Region annotation entries
-------------------------

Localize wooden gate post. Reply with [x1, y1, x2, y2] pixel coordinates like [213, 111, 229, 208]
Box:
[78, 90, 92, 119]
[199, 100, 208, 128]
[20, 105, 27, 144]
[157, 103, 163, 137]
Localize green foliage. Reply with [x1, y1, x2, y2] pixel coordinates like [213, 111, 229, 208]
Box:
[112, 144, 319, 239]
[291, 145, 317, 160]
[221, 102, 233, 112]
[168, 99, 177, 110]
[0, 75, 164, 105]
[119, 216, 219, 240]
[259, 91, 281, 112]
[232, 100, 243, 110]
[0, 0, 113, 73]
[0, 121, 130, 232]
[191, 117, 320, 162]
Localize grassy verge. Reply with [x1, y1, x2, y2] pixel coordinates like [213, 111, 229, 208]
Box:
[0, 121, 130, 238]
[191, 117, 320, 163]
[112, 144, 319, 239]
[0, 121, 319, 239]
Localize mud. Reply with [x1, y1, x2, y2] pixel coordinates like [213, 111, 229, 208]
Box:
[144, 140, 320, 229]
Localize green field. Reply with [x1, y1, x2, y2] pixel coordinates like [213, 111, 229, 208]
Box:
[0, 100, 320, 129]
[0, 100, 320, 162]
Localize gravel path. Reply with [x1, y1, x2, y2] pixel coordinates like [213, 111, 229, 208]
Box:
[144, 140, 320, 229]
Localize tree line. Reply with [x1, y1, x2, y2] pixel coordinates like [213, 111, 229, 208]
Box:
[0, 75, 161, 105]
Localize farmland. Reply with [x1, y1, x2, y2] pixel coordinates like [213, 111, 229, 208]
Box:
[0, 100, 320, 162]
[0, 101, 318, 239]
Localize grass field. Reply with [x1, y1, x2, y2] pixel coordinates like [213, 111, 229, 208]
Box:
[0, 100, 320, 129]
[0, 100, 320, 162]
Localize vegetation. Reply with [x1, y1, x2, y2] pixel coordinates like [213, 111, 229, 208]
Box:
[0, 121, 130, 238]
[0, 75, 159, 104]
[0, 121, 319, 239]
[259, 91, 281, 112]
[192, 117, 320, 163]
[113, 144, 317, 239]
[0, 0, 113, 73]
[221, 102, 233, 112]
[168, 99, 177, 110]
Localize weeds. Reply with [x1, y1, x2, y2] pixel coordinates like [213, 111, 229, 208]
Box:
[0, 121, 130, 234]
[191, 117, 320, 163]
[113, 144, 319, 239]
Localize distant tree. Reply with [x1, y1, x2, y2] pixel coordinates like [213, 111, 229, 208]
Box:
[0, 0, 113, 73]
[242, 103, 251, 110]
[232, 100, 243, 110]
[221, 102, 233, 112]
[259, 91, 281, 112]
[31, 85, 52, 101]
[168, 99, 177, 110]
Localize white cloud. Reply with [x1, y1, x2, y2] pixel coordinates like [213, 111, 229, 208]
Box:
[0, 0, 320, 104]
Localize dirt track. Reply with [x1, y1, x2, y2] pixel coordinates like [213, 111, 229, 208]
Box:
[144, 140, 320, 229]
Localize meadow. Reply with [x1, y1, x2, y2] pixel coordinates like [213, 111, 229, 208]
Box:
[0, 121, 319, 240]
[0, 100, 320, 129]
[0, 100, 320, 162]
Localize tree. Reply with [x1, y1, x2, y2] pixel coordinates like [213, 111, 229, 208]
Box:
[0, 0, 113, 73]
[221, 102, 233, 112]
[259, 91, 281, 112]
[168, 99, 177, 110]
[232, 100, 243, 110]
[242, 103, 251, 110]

-------------------------

**What this task involves**
Give the lines from the very first one through the line containing "[157, 103, 163, 137]", inclusive, as a JSON list of strings with one string per line and blank lines omitted.

**Full response**
[
  "Localize wooden gate post. Reply with [x1, y1, x2, y2] pixel coordinates like [213, 111, 229, 208]",
  "Box:",
  "[78, 90, 92, 119]",
  "[199, 100, 208, 128]",
  "[20, 105, 27, 144]",
  "[157, 103, 163, 137]"
]